(EXERCISE INSTRUCTIONS):
Each line in the entries below that holds the word "frog" belongs in the answer.

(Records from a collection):
-- Opening Marker --

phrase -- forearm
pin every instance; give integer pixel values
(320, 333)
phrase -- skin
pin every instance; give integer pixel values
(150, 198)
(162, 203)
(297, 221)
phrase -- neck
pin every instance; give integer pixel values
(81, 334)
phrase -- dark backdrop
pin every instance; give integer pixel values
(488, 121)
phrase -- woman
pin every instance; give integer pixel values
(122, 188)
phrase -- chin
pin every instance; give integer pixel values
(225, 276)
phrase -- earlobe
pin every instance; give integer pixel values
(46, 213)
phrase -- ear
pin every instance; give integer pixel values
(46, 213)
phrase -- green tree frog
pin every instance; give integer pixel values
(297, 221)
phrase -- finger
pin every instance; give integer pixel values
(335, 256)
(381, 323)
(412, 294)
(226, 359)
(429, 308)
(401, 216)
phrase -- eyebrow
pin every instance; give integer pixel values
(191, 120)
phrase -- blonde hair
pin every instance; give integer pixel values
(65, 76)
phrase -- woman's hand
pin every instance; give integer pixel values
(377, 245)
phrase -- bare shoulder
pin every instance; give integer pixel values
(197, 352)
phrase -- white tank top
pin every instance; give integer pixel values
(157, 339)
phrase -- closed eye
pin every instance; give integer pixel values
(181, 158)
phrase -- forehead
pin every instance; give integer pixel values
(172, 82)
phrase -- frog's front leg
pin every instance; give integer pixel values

-- Closing Marker --

(TASK RESPONSE):
phrase -- green tree frog
phrase -- frog's front leg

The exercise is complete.